(Task inputs Opens)

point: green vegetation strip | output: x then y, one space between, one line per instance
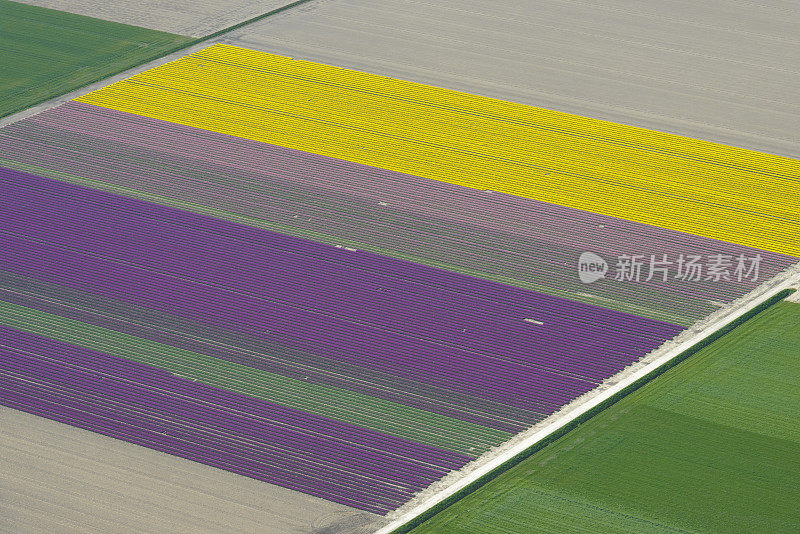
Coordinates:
712 445
351 407
47 53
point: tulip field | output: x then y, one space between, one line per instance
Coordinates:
655 462
47 53
351 285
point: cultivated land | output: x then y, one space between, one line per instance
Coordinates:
717 70
186 17
47 53
712 445
507 238
635 174
59 478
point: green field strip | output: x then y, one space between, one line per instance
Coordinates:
617 305
47 53
351 407
711 445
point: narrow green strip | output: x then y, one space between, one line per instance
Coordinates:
347 406
616 305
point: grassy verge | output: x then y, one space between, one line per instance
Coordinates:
47 53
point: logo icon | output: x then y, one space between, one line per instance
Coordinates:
591 267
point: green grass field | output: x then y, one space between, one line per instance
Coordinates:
47 53
712 445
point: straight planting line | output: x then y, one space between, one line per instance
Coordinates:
190 47
454 487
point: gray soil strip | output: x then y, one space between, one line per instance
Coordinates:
714 70
59 478
461 482
188 48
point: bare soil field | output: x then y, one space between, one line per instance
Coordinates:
186 17
59 478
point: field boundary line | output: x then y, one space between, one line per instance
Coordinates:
454 487
176 52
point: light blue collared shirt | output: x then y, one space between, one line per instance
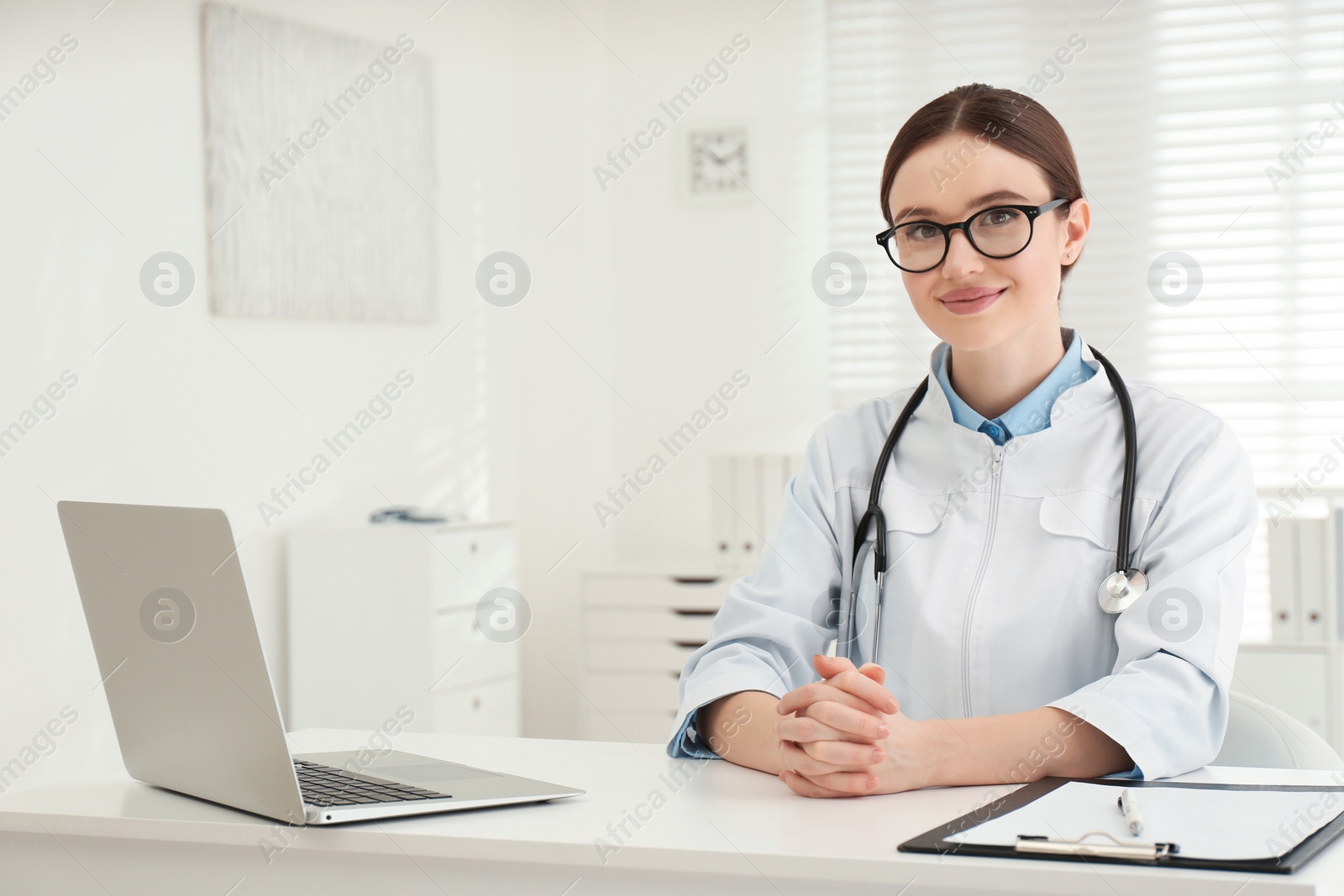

(Task inputs Closes)

Where a line in the entries holds the word "green", copy that line.

Your response:
point: green vegetation strip | output: x then y, one space between, one line per instance
point: green field strip | output: x then y, one space between, one line per instance
point: narrow green strip | output: x then y, one space between, one line per instance
point: green grass field | output: x then y, one space between, one line per instance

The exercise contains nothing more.